[Raw records]
┌──
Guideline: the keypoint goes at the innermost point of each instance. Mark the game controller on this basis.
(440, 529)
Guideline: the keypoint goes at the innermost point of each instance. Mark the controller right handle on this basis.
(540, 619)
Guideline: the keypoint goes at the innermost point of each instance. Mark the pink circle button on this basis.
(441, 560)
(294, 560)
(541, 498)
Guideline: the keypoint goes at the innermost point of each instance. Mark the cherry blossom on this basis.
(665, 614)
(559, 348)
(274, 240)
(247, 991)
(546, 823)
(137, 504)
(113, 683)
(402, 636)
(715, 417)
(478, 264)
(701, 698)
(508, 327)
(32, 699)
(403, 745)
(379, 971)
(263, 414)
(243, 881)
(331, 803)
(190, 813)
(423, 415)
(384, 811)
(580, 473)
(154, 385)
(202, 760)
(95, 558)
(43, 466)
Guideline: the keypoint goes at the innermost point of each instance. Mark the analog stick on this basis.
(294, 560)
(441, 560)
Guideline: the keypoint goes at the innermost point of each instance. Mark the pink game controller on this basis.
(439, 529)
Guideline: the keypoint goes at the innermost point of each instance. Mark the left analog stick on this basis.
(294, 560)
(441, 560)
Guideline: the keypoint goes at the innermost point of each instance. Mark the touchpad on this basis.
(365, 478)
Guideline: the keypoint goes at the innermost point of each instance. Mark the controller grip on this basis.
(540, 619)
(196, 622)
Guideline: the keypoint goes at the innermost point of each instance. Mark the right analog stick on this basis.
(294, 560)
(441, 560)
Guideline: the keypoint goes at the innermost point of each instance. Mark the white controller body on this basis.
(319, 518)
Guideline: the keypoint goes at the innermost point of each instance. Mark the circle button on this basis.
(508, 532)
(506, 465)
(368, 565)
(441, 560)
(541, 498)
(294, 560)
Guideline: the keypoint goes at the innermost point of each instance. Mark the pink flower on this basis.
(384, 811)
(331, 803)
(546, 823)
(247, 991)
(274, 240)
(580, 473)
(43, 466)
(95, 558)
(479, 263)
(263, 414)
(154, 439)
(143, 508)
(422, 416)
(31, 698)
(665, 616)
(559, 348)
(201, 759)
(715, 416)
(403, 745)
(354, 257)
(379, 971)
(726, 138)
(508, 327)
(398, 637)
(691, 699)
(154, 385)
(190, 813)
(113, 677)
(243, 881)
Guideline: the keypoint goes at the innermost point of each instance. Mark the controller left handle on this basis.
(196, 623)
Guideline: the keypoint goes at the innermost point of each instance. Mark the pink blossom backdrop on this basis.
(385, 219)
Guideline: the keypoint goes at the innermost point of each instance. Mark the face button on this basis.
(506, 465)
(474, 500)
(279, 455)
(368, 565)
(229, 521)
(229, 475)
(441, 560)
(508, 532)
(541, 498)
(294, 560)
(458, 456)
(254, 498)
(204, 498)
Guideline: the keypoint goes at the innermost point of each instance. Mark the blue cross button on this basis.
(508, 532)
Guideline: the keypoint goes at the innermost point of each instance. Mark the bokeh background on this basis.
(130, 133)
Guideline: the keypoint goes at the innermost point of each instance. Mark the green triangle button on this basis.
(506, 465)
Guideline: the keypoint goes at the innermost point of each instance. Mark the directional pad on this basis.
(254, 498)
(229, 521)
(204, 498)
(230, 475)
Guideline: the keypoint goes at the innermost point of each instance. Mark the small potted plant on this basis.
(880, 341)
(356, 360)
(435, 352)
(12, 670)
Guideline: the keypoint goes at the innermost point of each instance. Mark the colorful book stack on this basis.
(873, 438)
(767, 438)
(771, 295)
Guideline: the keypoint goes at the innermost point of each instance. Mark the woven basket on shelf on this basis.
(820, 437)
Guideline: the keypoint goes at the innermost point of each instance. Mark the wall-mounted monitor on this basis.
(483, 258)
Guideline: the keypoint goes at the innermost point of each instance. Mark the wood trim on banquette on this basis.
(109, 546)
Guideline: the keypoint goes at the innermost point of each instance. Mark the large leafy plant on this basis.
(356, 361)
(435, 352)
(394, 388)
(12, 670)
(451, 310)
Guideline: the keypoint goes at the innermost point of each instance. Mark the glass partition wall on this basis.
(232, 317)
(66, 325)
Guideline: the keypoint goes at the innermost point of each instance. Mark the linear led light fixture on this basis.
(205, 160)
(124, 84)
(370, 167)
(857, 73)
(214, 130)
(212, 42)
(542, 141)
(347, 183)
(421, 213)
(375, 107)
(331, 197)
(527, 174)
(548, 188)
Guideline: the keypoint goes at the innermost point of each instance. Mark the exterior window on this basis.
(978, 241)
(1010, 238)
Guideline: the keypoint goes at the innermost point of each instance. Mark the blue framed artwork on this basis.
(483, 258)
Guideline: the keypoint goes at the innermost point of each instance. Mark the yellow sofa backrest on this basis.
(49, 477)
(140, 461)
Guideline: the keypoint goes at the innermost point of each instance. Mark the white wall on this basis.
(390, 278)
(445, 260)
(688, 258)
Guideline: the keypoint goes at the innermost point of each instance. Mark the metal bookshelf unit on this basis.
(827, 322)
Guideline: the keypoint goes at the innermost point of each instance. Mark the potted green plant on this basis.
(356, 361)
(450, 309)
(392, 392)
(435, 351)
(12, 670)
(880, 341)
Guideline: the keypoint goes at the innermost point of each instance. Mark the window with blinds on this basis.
└──
> **Exercise aim**
Please copy out the records word for word, from the line that contains "partition wall on this basis." through the last line of the records.

> **Exercise response**
Guideline: the keypoint goes at the innermost point of each instance. Mark the glass partition wall on this basis.
(232, 317)
(66, 325)
Guideline: the keypoint goes at the innermost point of each instance. Mark the linear led light fixture on this basis.
(205, 160)
(124, 84)
(370, 167)
(857, 73)
(214, 130)
(212, 42)
(542, 141)
(347, 183)
(421, 213)
(375, 107)
(331, 197)
(527, 174)
(548, 188)
Guideline: the keypoint goes at the innermost point of each instance. Mark the exterior window on this basis.
(978, 241)
(1010, 238)
Guideline: the keypoint goes at the innermost point of each instance. Mark the blue framed artwork on this basis.
(483, 258)
Guideline: the keypoint goes at the innermost point of each instance. Mark the yellow sofa backrest on this basis.
(49, 477)
(140, 461)
Guideline: the keypoint goes at the innermost point of each instance. Mark the white wall on this basis.
(390, 278)
(445, 260)
(688, 258)
Guideline: the keypoint goes at the innermost point of each instance. Mark the metal bookshelf unit on this basis.
(827, 322)
Guideline: the keypoint goes at the innermost point of each instance. Mark the potted green plant on this basis.
(356, 361)
(450, 309)
(392, 392)
(435, 351)
(12, 670)
(880, 341)
Guideline: the keypoint goes at the innermost point of each instance. Mark the window with blinds on this basis.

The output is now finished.